Start of Material shown
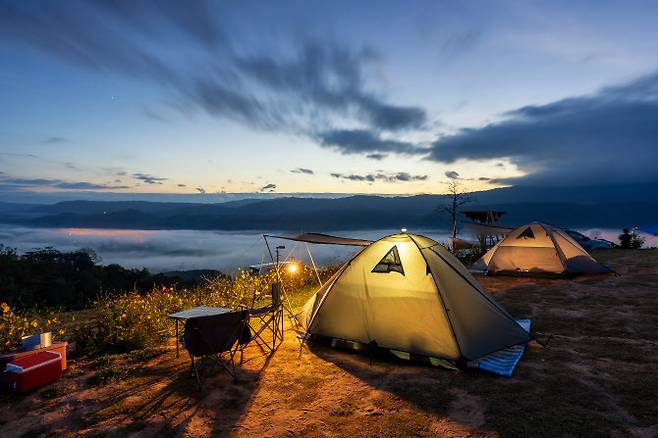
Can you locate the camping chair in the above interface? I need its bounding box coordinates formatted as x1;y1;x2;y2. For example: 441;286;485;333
183;310;250;390
242;283;283;354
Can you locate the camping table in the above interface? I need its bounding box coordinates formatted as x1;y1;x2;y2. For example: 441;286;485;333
169;306;232;357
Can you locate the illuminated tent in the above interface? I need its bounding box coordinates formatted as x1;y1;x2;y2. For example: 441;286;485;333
296;233;531;364
471;222;610;275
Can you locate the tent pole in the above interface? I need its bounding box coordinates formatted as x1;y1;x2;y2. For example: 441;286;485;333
306;242;322;287
263;234;295;319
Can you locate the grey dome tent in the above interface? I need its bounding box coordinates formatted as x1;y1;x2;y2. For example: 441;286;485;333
471;222;610;276
296;233;531;364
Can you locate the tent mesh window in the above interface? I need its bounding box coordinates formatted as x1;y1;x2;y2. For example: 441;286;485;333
372;246;404;275
517;227;535;239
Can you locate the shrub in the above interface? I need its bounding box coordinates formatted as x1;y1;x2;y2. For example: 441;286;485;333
0;266;337;355
0;303;65;352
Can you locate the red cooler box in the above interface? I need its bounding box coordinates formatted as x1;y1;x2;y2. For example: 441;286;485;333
5;351;62;392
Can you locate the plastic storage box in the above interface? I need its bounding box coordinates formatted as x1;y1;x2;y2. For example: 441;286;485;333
4;351;62;392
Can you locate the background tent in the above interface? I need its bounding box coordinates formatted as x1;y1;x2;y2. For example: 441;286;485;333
471;222;610;275
296;233;530;363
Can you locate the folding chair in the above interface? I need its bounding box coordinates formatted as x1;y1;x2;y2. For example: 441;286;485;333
183;310;250;390
242;283;283;354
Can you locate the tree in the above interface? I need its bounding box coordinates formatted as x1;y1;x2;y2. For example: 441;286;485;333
441;179;473;238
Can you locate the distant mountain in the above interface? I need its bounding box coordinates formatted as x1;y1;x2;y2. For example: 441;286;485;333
0;183;658;231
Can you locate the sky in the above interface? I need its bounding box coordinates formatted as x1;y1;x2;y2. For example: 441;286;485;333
0;0;658;200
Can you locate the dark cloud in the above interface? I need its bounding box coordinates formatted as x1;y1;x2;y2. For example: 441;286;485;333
0;174;130;192
290;167;315;175
439;29;483;60
0;0;427;148
429;74;658;185
331;172;429;183
316;129;429;155
41;137;69;144
133;173;167;184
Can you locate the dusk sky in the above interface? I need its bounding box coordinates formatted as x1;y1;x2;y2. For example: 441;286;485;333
0;1;658;200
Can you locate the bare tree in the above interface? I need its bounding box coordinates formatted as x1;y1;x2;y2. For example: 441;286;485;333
440;179;473;238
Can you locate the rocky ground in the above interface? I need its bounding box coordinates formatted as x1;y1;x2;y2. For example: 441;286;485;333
0;250;658;437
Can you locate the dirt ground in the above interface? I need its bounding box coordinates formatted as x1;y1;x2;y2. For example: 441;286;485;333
0;250;658;437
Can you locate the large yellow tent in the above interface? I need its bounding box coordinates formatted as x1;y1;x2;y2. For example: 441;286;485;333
296;233;531;364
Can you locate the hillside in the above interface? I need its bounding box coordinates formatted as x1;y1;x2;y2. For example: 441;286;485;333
0;184;658;231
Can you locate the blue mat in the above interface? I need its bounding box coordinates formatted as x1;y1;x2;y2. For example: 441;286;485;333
468;319;531;377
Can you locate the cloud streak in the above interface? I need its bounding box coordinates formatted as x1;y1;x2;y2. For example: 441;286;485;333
0;0;427;151
428;74;658;185
290;167;315;175
0;174;131;192
133;173;167;184
331;172;429;183
316;129;429;159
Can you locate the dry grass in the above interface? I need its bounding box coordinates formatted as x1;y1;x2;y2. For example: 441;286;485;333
0;250;658;437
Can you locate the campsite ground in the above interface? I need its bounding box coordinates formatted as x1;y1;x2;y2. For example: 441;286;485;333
0;250;658;437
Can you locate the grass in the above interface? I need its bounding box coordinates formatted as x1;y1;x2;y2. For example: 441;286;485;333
0;250;658;437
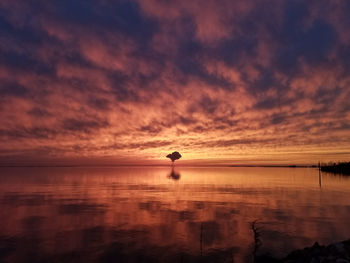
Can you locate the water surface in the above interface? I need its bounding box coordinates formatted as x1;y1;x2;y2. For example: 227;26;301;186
0;167;350;262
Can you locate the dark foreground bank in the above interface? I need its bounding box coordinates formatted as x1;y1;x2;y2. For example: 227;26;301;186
256;239;350;263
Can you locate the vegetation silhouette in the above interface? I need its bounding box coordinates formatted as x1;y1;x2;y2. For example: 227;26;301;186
168;166;181;180
166;152;182;165
320;162;350;175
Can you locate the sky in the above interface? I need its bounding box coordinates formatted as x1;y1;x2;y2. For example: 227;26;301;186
0;0;350;165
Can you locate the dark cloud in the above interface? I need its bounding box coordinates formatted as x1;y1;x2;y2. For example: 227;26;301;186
62;118;109;133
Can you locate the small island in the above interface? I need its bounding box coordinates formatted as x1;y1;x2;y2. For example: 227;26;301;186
320;162;350;175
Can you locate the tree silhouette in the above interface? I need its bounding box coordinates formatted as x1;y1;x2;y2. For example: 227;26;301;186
166;152;181;164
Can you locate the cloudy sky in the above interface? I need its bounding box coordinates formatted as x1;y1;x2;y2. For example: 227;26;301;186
0;0;350;164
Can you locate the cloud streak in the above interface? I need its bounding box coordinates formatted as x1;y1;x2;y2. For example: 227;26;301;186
0;0;350;165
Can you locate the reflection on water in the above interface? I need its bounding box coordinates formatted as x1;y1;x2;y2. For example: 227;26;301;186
0;167;350;262
168;166;181;180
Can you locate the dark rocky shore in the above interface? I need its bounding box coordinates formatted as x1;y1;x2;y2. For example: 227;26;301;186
255;239;350;263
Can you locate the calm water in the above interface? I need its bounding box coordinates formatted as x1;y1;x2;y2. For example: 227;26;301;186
0;167;350;262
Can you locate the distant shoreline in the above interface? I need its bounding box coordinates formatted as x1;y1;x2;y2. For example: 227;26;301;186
0;164;318;168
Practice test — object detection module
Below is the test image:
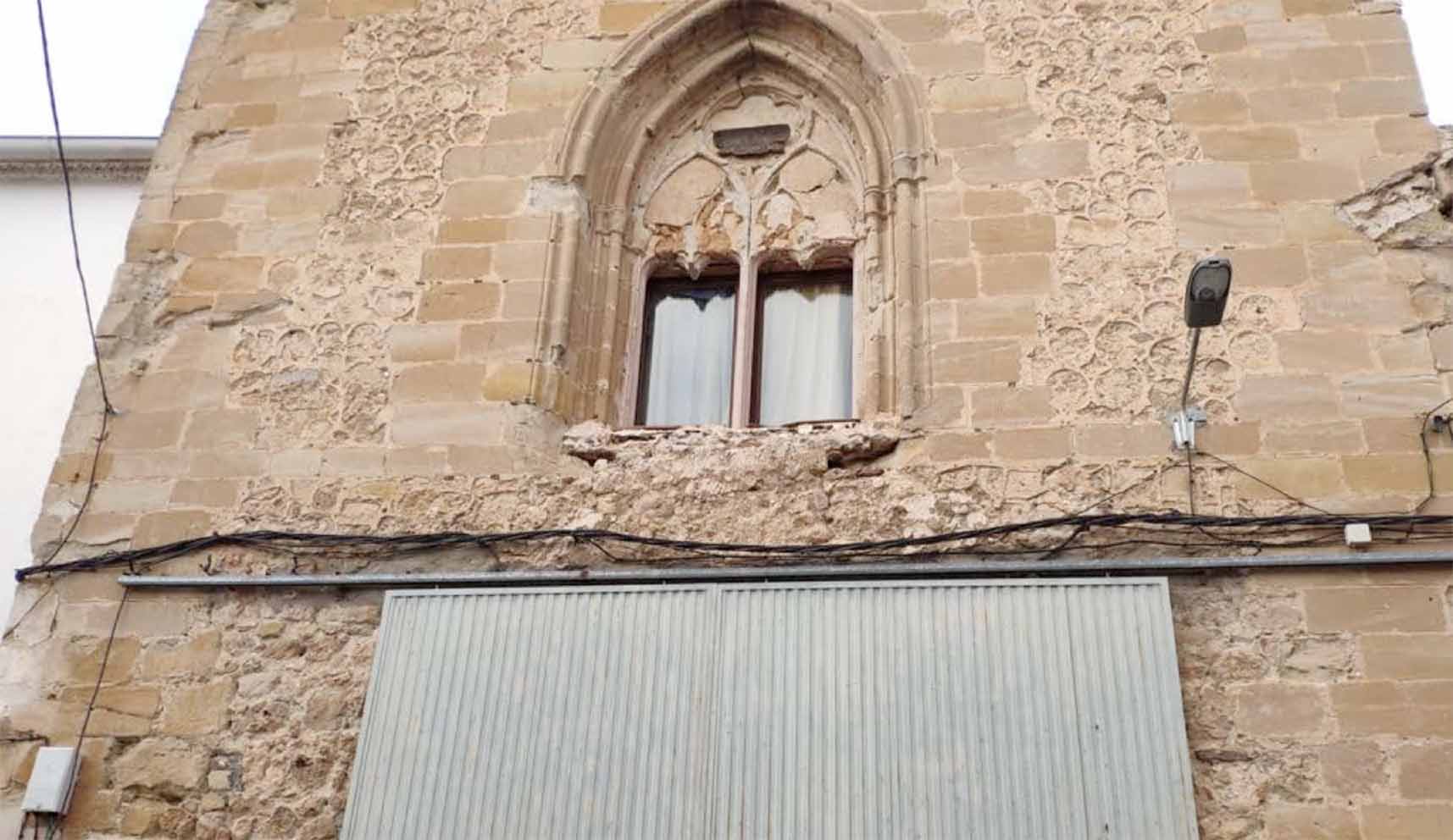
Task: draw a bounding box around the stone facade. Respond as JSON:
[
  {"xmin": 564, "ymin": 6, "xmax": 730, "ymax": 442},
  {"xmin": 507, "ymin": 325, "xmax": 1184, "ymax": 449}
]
[{"xmin": 0, "ymin": 0, "xmax": 1453, "ymax": 840}]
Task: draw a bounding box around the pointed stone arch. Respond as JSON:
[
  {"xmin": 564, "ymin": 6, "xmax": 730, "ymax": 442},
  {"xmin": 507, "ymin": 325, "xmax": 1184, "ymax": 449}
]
[{"xmin": 533, "ymin": 0, "xmax": 930, "ymax": 424}]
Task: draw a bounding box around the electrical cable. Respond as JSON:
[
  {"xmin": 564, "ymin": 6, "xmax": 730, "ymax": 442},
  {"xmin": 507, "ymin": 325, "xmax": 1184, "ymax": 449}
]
[
  {"xmin": 16, "ymin": 511, "xmax": 1453, "ymax": 580},
  {"xmin": 1412, "ymin": 397, "xmax": 1453, "ymax": 513},
  {"xmin": 35, "ymin": 0, "xmax": 112, "ymax": 412},
  {"xmin": 25, "ymin": 0, "xmax": 114, "ymax": 581},
  {"xmin": 75, "ymin": 589, "xmax": 130, "ymax": 757},
  {"xmin": 1201, "ymin": 452, "xmax": 1330, "ymax": 522}
]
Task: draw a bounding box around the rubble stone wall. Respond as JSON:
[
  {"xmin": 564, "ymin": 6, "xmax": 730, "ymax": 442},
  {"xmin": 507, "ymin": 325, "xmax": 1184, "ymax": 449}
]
[{"xmin": 0, "ymin": 0, "xmax": 1453, "ymax": 840}]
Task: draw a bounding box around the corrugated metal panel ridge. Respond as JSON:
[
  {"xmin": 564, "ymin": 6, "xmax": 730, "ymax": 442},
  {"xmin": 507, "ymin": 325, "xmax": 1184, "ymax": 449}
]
[{"xmin": 343, "ymin": 578, "xmax": 1197, "ymax": 840}]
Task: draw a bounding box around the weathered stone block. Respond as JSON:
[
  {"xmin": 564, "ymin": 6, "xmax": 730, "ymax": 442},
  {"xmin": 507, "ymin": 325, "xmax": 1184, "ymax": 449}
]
[
  {"xmin": 421, "ymin": 247, "xmax": 492, "ymax": 280},
  {"xmin": 419, "ymin": 284, "xmax": 500, "ymax": 323},
  {"xmin": 1341, "ymin": 373, "xmax": 1447, "ymax": 417},
  {"xmin": 1302, "ymin": 583, "xmax": 1445, "ymax": 633},
  {"xmin": 157, "ymin": 677, "xmax": 237, "ymax": 735},
  {"xmin": 1276, "ymin": 330, "xmax": 1373, "ymax": 373},
  {"xmin": 1357, "ymin": 633, "xmax": 1453, "ymax": 680},
  {"xmin": 186, "ymin": 408, "xmax": 258, "ymax": 449},
  {"xmin": 1175, "ymin": 207, "xmax": 1283, "ymax": 248},
  {"xmin": 600, "ymin": 3, "xmax": 670, "ymax": 35},
  {"xmin": 933, "ymin": 339, "xmax": 1022, "ymax": 382},
  {"xmin": 1235, "ymin": 683, "xmax": 1328, "ymax": 735},
  {"xmin": 1361, "ymin": 802, "xmax": 1453, "ymax": 840},
  {"xmin": 130, "ymin": 510, "xmax": 212, "ymax": 548},
  {"xmin": 1171, "ymin": 90, "xmax": 1249, "ymax": 125},
  {"xmin": 1197, "ymin": 126, "xmax": 1302, "ymax": 162},
  {"xmin": 110, "ymin": 738, "xmax": 207, "ymax": 797},
  {"xmin": 969, "ymin": 385, "xmax": 1055, "ymax": 428},
  {"xmin": 106, "ymin": 410, "xmax": 186, "ymax": 449},
  {"xmin": 1251, "ymin": 160, "xmax": 1361, "ymax": 203},
  {"xmin": 979, "ymin": 254, "xmax": 1053, "ymax": 295},
  {"xmin": 972, "ymin": 215, "xmax": 1055, "ymax": 254},
  {"xmin": 1337, "ymin": 77, "xmax": 1428, "ymax": 116},
  {"xmin": 1266, "ymin": 804, "xmax": 1361, "ymax": 840}
]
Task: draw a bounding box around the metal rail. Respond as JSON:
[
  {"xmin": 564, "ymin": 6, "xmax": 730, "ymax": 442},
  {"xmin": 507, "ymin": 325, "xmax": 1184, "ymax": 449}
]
[{"xmin": 119, "ymin": 552, "xmax": 1453, "ymax": 589}]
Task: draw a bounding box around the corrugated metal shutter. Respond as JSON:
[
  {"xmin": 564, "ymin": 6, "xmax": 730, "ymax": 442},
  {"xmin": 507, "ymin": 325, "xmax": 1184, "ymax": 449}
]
[{"xmin": 343, "ymin": 578, "xmax": 1197, "ymax": 840}]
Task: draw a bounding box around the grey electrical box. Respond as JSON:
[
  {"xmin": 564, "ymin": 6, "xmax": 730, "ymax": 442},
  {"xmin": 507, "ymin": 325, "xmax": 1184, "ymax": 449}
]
[{"xmin": 20, "ymin": 747, "xmax": 79, "ymax": 814}]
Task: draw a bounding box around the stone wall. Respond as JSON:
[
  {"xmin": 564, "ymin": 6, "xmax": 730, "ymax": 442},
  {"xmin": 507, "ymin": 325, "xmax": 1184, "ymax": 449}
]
[{"xmin": 0, "ymin": 0, "xmax": 1453, "ymax": 840}]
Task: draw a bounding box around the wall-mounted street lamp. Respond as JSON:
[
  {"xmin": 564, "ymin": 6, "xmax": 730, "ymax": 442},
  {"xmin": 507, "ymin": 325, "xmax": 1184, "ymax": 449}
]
[{"xmin": 1171, "ymin": 257, "xmax": 1231, "ymax": 452}]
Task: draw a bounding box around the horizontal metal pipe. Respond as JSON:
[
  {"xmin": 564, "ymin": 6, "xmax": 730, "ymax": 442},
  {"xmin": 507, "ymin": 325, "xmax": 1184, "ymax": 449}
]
[{"xmin": 120, "ymin": 552, "xmax": 1453, "ymax": 589}]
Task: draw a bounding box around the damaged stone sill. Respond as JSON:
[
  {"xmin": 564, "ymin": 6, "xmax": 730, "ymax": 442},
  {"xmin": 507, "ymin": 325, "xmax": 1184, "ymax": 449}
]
[{"xmin": 561, "ymin": 418, "xmax": 910, "ymax": 468}]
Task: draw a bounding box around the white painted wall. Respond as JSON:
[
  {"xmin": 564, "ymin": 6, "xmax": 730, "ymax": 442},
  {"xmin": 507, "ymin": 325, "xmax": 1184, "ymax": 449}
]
[{"xmin": 0, "ymin": 179, "xmax": 141, "ymax": 627}]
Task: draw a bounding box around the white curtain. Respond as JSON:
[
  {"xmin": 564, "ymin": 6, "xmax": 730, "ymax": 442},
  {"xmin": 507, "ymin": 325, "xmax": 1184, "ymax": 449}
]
[
  {"xmin": 644, "ymin": 290, "xmax": 737, "ymax": 426},
  {"xmin": 758, "ymin": 284, "xmax": 853, "ymax": 426}
]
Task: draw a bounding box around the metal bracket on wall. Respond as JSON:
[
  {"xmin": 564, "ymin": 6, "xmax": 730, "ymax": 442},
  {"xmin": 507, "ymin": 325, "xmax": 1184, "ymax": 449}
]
[{"xmin": 1171, "ymin": 406, "xmax": 1206, "ymax": 452}]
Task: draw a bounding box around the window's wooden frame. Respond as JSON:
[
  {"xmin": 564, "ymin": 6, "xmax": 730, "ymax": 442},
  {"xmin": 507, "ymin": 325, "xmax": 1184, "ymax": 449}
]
[
  {"xmin": 747, "ymin": 268, "xmax": 853, "ymax": 426},
  {"xmin": 632, "ymin": 264, "xmax": 857, "ymax": 428},
  {"xmin": 635, "ymin": 274, "xmax": 741, "ymax": 428}
]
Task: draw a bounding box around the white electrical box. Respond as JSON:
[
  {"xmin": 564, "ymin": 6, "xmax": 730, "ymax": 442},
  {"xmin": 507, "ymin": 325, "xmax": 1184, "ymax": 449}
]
[
  {"xmin": 20, "ymin": 747, "xmax": 79, "ymax": 814},
  {"xmin": 1343, "ymin": 522, "xmax": 1372, "ymax": 548}
]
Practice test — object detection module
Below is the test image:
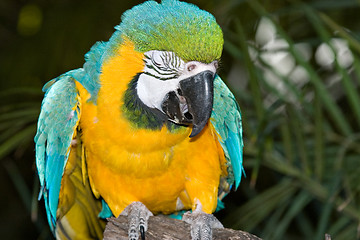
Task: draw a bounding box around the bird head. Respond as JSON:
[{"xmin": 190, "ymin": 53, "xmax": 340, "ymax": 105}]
[{"xmin": 100, "ymin": 0, "xmax": 223, "ymax": 137}]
End of Material shown
What you need to do: Select each line of the items above that contains the word "distant", and copy those lines out.

Task response:
Can you locate the distant mountain in the above interface? I need its bounding box coordinates formatted as x1;y1;x2;y2. For example: 441;286;485;333
Can you locate the distant shoreline in the above interface? I need its bounding box coordinates formatted as x1;y1;x2;y2. For example: 227;26;301;186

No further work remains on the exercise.